→ WRITTEN INSTRUCTION
Would you quote the material below in full and unchanged?

→ THE DATA
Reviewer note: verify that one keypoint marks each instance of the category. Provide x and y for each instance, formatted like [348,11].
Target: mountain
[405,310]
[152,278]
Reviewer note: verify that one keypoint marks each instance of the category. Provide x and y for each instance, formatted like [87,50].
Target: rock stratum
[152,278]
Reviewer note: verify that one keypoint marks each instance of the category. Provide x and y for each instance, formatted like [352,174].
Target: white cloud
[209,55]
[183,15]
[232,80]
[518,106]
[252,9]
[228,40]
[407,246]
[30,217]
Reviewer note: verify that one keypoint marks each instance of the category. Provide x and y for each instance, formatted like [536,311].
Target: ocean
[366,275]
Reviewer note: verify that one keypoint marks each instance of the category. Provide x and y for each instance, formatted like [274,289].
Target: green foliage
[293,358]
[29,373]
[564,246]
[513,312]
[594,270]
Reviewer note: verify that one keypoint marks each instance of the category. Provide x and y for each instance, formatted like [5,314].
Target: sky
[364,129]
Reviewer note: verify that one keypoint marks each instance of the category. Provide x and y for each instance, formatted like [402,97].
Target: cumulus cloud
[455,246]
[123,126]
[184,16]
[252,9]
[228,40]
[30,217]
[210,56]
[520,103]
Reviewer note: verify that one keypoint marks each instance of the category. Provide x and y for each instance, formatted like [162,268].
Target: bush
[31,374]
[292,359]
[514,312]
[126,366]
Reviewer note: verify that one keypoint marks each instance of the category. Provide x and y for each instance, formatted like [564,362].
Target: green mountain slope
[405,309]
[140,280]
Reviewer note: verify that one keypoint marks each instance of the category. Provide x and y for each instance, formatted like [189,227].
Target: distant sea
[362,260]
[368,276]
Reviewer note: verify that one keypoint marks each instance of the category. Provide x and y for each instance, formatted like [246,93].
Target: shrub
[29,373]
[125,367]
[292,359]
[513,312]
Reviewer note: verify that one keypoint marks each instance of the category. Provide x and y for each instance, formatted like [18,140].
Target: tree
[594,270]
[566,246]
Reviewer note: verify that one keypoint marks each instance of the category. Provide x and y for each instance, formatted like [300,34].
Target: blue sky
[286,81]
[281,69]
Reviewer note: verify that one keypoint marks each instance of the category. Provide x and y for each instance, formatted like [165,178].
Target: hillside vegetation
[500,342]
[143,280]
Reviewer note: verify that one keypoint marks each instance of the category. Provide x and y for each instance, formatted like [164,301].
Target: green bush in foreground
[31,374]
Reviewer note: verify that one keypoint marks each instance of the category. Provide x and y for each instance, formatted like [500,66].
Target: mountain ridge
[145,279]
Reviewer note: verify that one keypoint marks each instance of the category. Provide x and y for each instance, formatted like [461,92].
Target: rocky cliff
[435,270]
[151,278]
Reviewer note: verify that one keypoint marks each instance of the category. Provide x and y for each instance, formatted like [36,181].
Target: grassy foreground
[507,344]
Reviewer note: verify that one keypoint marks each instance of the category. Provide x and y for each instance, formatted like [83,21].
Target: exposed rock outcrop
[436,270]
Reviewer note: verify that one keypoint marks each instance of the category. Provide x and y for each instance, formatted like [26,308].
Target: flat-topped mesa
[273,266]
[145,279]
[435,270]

→ RESULT OF THIS TASK
Reviewer note: verify that one keypoint marks each instance of the category. Provide x and y for each instance, formatted like [348,11].
Target: mountain
[405,310]
[152,278]
Reviewer note: verify that one keypoint marks each instance of the category. Provide x and y for each instance, formatted like [87,50].
Target: rock stratum
[152,278]
Reviewer note: verify that one keypoint marks each instance of the category. Provide x and y for each instance, formatted like [352,174].
Target: white cloud
[209,55]
[183,15]
[232,80]
[518,106]
[252,9]
[228,40]
[407,246]
[30,217]
Reviewer note: verify that one keypoint marks each instance of the category. Provide x and y for each instance, formatted like [536,311].
Target: ocean
[366,275]
Reviewer note: verify that one keypoint marks each instance of the category. Provide x and y for each instance, formatted like [274,289].
Target: green foliage
[293,358]
[29,373]
[564,246]
[513,312]
[594,270]
Reviewer note: verify that one keypoint marks each instance of the category. Provide x and y for each instance, formatted like [5,314].
Target: sky
[364,129]
Reviewer note: verify that one keypoint marks each instance of the category. Provide x and y for each instance, formatted like [402,97].
Target: cumulus cloud
[455,246]
[123,126]
[184,16]
[252,9]
[228,40]
[30,217]
[210,56]
[520,103]
Reviewer note: verify that one keypoint marks each instance of the category. Provide x and y for each instance, formatted like [162,268].
Target: bush
[31,374]
[292,359]
[514,312]
[126,366]
Reviewer note: verify that one keypoint marks each instance of the category. Provide x and y for each instance, formatted like [564,362].
Target: green mountain slope
[405,309]
[140,280]
Reviewer note: verify that one keypoint marks each instance of the category. Provide x and y for each instance, formatted like [189,227].
Target: distant sea
[362,260]
[368,276]
Reviewer note: verify that one keypoint marks each instance of the category. Provide x and y for each instance, formatted like [246,93].
Target: shrub
[29,373]
[125,367]
[292,359]
[513,312]
Reviewer note: verify that one keypoint marks each instance of the category. Provide x and y for each instance, formatted like [18,140].
Target: tree
[594,270]
[566,246]
Reviewer note: verify that one keypoint marks each instance of the category. Provide x and y for each instance, formatted like [300,34].
Target: blue sky
[286,81]
[281,69]
Reviewer note: verify that one keypoint marks each instance of the category. Provide x and y for each instance, formatted like [165,178].
Target: hillside vegetation
[500,342]
[143,280]
Reviewer note: verify that one keypoint marks each instance of the category. Provide x and y for each instance, formatted like [164,301].
Target: green bush in foreground
[31,374]
Reviewer note: verify that one keypoint marks each instance of the category. Provide x and y for each instance, formatted like [500,66].
Target: mountain ridge
[145,279]
Reviewer note: verify that one keypoint marks each instance of the category. Provide x and y for each instance, formatted like [461,92].
Target: rocky cliff
[435,270]
[151,278]
Reviewer note: verify that one keypoint marks each instance of the category. Provide x and y for each instance, formatted like [36,181].
Target: grassy foreground
[507,344]
Reviewer note: verify that one keypoint marks each instance of the category. Provide x and y for each instance, formatted like [83,21].
Target: exposed rock outcrop
[436,270]
Reviewer note: verify that one keypoint marks each instance of the category. Provide x and y for each instance, formatted like [26,308].
Target: flat-topped mesa
[273,266]
[145,279]
[435,270]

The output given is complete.